_Required task:_
Select each line of the data below that contains the word "trousers", treating uppercase and lowercase letters as distinct, and copy those lines.
══════════
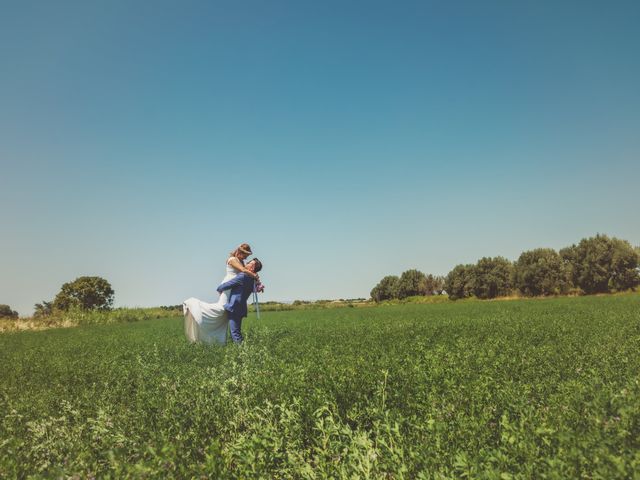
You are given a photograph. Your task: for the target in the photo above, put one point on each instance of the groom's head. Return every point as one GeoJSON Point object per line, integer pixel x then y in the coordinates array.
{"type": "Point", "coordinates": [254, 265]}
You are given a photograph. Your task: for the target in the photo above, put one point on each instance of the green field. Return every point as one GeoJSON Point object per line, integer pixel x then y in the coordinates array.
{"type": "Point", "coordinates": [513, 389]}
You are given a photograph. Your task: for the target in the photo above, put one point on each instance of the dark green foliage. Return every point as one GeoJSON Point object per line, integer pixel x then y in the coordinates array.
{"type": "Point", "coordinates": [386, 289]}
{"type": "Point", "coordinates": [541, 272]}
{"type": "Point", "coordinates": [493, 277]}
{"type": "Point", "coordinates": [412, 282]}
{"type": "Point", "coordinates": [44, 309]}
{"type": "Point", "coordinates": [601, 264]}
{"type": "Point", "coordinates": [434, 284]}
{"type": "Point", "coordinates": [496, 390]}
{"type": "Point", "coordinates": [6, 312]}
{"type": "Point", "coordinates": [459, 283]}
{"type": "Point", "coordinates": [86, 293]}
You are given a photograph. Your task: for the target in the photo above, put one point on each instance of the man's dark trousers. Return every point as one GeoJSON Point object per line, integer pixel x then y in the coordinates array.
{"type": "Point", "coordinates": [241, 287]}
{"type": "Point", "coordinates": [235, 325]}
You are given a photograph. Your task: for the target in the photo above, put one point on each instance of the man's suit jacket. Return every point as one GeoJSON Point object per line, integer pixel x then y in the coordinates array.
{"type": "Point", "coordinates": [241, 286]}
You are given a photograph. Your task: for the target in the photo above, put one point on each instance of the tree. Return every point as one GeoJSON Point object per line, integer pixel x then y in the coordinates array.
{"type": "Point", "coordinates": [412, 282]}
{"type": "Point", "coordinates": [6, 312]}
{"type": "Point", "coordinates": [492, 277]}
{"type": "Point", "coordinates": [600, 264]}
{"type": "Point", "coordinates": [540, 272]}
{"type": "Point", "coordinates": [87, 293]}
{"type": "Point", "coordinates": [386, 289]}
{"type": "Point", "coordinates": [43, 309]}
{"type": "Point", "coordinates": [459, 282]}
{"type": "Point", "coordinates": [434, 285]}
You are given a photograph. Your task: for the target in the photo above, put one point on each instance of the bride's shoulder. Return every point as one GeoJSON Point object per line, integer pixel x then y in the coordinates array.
══════════
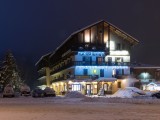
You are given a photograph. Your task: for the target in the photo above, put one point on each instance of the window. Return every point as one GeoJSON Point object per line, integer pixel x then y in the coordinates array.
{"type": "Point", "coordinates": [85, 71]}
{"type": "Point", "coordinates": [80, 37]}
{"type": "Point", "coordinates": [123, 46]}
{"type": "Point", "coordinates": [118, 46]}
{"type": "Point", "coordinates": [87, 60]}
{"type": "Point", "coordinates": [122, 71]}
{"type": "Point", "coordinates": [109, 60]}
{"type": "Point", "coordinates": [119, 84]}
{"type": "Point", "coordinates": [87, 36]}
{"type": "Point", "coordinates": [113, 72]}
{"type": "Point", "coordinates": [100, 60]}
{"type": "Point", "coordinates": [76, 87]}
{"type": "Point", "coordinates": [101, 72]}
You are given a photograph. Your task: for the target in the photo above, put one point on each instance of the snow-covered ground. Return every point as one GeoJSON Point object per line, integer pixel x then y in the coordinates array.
══════════
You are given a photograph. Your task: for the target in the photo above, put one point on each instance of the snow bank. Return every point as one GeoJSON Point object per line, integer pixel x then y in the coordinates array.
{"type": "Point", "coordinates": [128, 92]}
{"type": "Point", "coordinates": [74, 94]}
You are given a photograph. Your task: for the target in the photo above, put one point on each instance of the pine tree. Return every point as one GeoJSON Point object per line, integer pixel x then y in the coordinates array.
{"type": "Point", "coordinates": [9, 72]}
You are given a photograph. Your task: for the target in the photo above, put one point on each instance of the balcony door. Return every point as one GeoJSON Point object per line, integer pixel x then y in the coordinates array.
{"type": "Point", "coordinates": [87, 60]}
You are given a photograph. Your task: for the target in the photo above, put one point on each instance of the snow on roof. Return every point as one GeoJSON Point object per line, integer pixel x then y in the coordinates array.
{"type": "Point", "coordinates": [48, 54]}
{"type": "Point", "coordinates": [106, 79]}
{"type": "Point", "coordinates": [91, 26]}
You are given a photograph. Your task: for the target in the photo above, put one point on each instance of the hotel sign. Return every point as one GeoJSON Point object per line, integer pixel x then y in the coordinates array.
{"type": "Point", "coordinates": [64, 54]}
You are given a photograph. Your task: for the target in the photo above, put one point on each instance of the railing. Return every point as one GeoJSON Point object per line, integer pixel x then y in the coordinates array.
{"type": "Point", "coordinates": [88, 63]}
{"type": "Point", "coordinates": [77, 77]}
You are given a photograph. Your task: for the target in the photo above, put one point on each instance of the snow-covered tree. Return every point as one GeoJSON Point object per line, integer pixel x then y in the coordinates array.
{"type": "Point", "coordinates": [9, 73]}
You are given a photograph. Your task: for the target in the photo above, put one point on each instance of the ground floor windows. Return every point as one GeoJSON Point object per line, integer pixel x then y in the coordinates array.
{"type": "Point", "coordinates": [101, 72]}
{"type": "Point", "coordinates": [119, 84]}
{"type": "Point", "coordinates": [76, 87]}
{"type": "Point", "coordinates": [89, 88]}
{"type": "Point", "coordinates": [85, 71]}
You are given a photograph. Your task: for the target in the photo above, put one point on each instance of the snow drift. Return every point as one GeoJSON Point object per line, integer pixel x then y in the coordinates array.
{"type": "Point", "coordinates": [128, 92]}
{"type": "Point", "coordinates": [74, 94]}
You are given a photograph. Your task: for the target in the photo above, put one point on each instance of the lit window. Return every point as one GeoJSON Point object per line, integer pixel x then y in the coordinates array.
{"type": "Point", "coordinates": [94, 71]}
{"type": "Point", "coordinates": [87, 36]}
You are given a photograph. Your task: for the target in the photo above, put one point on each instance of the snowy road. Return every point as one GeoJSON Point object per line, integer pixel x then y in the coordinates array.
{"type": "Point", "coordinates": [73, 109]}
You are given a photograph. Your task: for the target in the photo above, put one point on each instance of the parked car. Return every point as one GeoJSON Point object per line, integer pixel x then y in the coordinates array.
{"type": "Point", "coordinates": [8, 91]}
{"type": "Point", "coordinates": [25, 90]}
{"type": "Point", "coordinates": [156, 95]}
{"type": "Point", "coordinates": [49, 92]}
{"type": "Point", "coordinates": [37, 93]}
══════════
_Exercise solution:_
You are given a photograph. Your task: for the target in the photo above, put one point on each instance of the man's dark trousers. Return every point as one GeoJSON Point object per line, integer pixel x then y in the coordinates array.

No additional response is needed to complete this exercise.